======== EXTRACTED DATA ========

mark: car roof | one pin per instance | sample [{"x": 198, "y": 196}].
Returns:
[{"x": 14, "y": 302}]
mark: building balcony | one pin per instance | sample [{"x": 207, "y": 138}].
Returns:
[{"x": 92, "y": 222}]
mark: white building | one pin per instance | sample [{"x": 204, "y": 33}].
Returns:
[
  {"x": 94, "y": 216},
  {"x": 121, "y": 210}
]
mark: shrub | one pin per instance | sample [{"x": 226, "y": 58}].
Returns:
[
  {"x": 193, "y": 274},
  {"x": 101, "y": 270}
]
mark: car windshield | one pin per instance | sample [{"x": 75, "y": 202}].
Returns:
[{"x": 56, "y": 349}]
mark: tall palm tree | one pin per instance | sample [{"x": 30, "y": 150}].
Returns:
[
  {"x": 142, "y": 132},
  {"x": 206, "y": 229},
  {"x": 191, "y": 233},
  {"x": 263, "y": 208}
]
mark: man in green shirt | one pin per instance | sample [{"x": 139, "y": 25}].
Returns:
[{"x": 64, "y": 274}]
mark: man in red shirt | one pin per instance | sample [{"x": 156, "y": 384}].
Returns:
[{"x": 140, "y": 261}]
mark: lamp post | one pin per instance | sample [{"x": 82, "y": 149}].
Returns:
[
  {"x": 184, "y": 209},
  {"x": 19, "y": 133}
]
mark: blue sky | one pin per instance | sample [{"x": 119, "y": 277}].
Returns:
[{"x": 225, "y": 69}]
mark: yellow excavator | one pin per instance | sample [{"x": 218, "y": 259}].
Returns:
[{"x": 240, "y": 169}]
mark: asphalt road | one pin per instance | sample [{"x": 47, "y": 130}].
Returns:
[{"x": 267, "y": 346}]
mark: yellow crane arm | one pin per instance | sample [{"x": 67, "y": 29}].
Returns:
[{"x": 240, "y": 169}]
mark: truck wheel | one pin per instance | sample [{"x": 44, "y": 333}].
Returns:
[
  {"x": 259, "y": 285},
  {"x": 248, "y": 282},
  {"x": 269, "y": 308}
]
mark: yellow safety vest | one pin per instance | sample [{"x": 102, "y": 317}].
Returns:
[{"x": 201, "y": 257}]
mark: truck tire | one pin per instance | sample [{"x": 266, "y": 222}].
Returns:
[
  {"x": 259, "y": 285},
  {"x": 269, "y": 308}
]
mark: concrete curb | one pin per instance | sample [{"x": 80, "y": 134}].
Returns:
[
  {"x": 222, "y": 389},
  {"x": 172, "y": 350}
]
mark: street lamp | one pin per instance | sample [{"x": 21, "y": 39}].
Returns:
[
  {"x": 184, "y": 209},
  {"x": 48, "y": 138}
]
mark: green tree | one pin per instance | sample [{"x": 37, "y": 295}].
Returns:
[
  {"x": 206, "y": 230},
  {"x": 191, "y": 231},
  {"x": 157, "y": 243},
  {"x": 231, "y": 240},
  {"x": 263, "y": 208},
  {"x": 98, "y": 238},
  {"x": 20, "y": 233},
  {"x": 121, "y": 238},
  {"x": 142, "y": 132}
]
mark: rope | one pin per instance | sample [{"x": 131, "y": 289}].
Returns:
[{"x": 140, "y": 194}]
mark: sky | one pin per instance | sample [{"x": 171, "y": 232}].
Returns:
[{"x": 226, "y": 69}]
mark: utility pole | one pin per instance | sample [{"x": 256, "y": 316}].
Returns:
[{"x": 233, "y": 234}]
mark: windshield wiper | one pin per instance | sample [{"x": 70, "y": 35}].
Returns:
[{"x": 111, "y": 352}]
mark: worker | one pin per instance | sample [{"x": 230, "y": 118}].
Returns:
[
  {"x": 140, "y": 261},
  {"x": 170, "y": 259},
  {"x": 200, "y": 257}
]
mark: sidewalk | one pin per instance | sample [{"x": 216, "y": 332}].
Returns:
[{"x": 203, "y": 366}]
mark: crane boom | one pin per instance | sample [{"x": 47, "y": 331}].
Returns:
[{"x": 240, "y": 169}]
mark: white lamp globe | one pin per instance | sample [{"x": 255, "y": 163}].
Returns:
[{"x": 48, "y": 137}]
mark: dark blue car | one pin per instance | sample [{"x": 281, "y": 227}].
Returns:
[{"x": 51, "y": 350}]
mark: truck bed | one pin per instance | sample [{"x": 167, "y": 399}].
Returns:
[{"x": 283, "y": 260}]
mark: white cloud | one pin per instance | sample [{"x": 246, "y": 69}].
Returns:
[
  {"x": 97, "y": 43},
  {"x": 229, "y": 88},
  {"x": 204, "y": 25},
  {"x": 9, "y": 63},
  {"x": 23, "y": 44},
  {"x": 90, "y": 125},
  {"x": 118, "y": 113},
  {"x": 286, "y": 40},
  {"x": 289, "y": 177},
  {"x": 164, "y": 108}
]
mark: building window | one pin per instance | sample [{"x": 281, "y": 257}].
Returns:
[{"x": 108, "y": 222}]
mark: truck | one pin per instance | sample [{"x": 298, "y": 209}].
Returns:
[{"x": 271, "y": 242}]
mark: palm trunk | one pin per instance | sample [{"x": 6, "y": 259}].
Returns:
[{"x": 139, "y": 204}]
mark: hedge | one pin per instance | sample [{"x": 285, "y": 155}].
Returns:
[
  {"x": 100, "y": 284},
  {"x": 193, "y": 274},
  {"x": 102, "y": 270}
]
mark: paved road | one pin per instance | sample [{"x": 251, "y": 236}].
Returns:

========

YOUR ASSIGNMENT: Give back, verbatim, the lines from the top of the entries above through the line containing "mark: lamp post".

TASK OUTPUT:
mark: car roof | one pin per instance | sample [{"x": 198, "y": 196}].
Returns:
[{"x": 14, "y": 302}]
mark: building balcony | one pin per instance | sample [{"x": 207, "y": 138}].
Returns:
[{"x": 92, "y": 222}]
mark: white building | one pin per instance | sample [{"x": 204, "y": 33}].
Returns:
[
  {"x": 94, "y": 216},
  {"x": 121, "y": 210}
]
mark: shrub | one pin per instance | sample [{"x": 226, "y": 58}].
Returns:
[
  {"x": 193, "y": 274},
  {"x": 101, "y": 270}
]
mark: car windshield | one pin per instance | sample [{"x": 75, "y": 202}].
Returns:
[{"x": 56, "y": 349}]
mark: tall palm tree | one pin per instance | sample [{"x": 30, "y": 150}].
Returns:
[
  {"x": 142, "y": 132},
  {"x": 206, "y": 229},
  {"x": 191, "y": 233},
  {"x": 263, "y": 208}
]
mark: man in green shirt | one pin per instance | sample [{"x": 139, "y": 25}].
Returns:
[{"x": 64, "y": 274}]
mark: man in red shirt | one pin per instance | sample [{"x": 156, "y": 384}].
Returns:
[{"x": 140, "y": 261}]
mark: lamp post | one pin per instance | sample [{"x": 82, "y": 149}].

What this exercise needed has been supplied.